◆ **STORED ROWS**:
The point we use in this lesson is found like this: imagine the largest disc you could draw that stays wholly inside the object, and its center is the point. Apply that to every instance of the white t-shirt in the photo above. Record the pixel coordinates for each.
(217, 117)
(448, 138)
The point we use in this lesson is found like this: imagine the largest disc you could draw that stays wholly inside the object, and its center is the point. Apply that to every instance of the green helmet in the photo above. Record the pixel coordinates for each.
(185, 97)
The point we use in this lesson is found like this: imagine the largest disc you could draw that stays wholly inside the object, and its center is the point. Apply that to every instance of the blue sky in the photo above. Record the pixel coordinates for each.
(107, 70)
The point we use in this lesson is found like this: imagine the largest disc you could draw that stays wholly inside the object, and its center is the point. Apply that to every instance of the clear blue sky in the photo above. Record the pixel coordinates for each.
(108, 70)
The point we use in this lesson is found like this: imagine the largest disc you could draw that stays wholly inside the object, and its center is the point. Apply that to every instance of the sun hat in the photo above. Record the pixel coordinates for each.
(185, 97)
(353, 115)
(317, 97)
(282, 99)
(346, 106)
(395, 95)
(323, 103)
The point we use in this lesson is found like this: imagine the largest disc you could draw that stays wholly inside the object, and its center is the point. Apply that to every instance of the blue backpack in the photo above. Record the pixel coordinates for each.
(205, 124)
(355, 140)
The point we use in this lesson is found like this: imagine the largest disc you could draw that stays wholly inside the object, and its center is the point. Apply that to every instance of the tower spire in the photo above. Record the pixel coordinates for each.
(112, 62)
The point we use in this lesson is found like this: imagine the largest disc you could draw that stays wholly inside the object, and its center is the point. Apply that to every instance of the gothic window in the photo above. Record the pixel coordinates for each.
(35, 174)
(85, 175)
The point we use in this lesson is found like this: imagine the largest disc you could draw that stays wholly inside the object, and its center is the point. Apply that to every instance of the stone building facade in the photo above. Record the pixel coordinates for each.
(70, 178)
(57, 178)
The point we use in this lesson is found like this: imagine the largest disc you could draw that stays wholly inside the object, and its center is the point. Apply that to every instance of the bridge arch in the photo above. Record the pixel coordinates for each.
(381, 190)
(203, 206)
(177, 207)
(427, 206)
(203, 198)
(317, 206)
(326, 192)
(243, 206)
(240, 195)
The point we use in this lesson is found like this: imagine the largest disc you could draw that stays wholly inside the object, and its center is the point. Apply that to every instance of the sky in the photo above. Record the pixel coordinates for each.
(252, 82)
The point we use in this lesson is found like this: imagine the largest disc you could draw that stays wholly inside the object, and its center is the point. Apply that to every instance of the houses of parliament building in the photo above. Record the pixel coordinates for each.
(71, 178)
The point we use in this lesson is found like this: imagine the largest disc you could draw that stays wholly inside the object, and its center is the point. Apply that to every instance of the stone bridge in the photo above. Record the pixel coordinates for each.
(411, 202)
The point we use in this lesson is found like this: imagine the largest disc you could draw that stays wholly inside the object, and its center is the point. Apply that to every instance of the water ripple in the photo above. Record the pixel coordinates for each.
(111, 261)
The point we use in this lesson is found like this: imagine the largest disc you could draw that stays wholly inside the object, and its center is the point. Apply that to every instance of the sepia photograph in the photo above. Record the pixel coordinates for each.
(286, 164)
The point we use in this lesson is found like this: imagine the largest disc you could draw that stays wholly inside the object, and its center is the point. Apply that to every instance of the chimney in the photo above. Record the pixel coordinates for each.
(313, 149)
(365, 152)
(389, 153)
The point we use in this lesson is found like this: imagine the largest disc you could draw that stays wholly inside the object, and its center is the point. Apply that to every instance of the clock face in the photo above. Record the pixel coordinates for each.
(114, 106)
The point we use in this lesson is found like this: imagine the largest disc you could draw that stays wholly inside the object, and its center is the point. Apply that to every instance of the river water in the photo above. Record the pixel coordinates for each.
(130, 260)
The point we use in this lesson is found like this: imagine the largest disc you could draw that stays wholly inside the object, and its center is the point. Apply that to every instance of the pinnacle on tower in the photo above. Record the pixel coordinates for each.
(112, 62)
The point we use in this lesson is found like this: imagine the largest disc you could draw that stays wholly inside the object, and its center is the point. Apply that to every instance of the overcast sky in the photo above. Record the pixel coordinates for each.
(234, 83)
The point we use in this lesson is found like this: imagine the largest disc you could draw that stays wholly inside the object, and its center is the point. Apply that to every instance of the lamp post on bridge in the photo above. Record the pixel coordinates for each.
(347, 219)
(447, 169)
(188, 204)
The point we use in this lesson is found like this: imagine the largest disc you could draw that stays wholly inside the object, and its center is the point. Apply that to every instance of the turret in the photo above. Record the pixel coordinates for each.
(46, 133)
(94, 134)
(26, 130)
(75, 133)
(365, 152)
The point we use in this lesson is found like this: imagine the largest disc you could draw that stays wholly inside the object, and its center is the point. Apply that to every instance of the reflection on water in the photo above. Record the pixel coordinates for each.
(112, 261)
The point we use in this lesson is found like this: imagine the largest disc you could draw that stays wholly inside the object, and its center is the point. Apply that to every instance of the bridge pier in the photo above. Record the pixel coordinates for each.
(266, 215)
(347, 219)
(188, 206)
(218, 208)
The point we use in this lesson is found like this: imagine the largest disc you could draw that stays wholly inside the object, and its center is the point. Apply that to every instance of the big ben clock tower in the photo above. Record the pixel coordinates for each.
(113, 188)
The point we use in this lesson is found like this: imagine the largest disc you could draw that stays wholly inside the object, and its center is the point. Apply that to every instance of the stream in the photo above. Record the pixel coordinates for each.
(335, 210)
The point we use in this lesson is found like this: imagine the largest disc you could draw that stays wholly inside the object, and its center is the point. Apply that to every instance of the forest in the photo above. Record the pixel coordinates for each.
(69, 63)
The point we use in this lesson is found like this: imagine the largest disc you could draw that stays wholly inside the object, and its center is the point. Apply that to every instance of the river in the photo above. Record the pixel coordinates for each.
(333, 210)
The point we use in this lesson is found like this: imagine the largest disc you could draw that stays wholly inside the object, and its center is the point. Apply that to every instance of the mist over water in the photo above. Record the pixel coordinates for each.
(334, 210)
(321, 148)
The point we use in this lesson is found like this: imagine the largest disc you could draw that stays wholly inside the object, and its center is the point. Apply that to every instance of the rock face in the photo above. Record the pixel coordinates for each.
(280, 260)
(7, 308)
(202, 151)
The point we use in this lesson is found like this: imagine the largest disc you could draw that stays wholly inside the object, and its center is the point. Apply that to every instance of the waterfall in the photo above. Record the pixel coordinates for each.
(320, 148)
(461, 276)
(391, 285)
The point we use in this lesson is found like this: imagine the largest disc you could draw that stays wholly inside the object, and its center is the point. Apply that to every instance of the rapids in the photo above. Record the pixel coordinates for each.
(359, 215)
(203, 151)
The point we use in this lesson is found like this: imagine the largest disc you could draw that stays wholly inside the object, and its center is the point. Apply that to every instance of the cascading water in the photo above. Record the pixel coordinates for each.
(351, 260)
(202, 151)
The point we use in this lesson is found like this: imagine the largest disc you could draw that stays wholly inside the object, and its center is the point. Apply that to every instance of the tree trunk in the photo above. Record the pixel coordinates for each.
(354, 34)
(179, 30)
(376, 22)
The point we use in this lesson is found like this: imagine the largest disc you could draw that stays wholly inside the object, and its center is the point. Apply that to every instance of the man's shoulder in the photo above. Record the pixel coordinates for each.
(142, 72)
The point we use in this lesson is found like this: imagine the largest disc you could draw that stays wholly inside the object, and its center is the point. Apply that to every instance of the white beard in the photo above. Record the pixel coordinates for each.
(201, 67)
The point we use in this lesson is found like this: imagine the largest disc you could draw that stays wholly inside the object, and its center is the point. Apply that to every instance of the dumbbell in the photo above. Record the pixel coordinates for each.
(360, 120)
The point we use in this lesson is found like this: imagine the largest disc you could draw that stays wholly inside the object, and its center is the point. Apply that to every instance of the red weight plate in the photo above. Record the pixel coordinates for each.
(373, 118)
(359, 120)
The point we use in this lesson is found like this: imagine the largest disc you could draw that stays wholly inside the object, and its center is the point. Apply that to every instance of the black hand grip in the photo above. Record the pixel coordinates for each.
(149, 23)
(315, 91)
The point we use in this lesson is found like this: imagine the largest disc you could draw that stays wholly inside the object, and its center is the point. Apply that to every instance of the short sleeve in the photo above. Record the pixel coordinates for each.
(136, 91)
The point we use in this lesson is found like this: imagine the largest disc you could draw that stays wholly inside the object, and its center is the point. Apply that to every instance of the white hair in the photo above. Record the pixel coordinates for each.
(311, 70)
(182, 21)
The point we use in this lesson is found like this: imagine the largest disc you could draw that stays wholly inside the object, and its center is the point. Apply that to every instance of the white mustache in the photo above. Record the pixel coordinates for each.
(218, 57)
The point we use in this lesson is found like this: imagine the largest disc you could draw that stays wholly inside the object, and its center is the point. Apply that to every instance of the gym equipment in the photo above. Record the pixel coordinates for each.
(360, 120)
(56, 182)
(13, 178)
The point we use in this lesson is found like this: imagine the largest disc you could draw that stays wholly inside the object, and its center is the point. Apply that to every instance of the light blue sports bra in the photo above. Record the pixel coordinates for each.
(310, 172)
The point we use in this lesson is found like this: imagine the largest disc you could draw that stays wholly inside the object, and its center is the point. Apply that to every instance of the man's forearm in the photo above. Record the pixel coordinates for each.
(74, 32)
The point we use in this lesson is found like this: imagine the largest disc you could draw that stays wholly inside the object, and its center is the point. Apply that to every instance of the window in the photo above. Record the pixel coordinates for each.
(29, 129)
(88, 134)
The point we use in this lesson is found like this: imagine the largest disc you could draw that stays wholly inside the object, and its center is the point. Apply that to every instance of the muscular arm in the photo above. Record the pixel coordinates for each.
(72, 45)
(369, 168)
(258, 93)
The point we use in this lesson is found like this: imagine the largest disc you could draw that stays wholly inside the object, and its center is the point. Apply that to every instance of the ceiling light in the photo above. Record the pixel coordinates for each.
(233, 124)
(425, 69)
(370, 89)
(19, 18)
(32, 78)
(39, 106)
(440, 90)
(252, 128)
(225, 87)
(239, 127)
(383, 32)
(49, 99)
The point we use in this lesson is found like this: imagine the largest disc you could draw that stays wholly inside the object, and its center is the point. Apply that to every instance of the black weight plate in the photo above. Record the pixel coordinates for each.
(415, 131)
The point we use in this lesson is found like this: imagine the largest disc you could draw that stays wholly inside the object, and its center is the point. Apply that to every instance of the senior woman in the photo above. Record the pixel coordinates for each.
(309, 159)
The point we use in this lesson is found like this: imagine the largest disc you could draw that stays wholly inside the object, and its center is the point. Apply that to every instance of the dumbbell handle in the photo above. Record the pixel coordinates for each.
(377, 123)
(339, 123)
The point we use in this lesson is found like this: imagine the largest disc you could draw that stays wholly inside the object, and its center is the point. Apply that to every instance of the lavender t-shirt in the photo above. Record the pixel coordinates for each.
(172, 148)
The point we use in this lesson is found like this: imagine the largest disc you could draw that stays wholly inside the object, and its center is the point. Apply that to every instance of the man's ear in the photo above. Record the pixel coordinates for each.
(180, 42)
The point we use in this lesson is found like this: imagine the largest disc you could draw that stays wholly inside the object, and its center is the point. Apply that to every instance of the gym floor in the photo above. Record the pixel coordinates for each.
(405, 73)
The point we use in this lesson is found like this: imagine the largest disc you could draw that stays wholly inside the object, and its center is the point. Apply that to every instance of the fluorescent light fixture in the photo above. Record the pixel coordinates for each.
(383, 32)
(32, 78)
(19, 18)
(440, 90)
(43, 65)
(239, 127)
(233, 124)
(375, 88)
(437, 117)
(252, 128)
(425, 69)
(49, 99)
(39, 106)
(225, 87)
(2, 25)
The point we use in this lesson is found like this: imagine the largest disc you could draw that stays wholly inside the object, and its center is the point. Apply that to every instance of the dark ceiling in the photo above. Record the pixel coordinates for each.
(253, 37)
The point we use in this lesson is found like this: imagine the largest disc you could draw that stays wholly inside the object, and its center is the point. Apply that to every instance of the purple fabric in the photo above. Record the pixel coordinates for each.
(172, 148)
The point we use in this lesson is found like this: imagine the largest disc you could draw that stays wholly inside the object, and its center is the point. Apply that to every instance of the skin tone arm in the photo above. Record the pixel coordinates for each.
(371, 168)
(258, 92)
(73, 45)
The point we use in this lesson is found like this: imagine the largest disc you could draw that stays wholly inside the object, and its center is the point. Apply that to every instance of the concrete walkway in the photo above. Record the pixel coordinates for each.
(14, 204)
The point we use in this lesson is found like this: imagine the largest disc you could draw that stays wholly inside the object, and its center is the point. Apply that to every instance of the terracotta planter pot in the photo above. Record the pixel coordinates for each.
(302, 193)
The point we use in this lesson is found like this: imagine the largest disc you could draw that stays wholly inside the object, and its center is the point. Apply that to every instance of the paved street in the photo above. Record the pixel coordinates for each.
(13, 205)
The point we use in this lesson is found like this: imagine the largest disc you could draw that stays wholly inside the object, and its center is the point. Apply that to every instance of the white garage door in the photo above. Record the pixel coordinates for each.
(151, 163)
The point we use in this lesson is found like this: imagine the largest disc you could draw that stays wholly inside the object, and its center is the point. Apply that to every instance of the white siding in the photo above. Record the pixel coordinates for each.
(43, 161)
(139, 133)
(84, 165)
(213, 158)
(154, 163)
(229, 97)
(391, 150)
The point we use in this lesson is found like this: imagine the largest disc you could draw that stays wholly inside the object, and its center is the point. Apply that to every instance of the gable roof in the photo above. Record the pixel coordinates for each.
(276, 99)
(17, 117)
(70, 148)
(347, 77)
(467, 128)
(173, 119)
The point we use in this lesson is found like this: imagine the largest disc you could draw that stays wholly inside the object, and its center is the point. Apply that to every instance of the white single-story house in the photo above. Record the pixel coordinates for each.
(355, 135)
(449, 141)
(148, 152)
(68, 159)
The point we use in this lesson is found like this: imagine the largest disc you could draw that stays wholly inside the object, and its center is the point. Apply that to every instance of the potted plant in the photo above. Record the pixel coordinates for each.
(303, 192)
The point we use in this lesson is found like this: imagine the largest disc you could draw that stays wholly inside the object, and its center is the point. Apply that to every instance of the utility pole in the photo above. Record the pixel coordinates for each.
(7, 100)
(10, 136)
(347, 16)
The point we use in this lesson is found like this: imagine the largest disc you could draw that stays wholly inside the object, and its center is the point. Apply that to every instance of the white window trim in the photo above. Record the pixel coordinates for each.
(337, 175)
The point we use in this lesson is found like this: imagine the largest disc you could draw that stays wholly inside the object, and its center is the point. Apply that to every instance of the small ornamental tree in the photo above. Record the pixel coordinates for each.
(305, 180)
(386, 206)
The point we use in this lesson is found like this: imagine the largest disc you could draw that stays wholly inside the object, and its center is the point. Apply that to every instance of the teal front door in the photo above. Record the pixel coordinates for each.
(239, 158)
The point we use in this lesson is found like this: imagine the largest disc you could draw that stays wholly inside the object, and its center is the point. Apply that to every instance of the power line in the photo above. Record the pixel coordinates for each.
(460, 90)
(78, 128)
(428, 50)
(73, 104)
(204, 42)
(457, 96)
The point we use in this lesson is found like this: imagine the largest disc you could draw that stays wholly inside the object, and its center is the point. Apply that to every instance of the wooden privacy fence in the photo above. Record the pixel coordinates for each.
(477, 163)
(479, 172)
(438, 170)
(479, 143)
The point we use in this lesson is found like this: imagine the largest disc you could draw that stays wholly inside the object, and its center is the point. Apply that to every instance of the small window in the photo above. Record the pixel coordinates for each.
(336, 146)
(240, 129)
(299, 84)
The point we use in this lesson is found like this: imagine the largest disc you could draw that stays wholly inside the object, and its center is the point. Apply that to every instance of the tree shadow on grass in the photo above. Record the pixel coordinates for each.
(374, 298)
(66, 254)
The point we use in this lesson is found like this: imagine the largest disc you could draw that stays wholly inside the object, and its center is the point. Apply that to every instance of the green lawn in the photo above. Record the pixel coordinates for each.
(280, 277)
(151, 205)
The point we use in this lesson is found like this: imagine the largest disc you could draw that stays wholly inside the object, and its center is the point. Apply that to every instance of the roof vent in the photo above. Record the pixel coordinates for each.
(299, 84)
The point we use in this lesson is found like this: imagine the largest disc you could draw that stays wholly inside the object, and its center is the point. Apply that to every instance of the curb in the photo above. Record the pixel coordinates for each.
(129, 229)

◆ **WHAT YOU WILL DO**: Starting at the line that contains "the small window" and ending at the last of the entries, swap "curb" for "sidewalk" and reproduce those lines with nothing else altered.

◆ **RESULT FOR THIS EXERCISE**:
The point we use in this lesson is found like this: imagine the largest disc you could draw that stays wholly inside the object, and its center is the point. Apply that to every instance of the small window in the photo above. Record the pixel coordinates for each.
(336, 146)
(240, 129)
(299, 84)
The point we use in this lesson is found like this: imagine the largest disc you could draw that stays wholly inside the object, and its center is the point. Apply that to every instance of the tree shadow on grass in the photo above. Record the pixel coordinates for each.
(374, 298)
(66, 254)
The point we use in this lesson is found like this: imagine the largest disc you could draw that stays wholly inside the object, and its center is the point. Apply that to every instance of the green lawn in the photo above. Record the pixel coordinates for each.
(280, 277)
(151, 205)
The point we use in this lesson is found like this: imagine the largest disc you could draw that stays wholly inside the object, and its center is the point. Apply that to every instance of the roof vent in the photo above. Record the pixel coordinates for each.
(299, 84)
The point we use in this lesson is found like this: imagine the largest disc you could draw that stays wholly inside the object, and its center is the point. Apply that to every instance of the sidewalk in the photo above. Record the pixel coordinates for each.
(129, 229)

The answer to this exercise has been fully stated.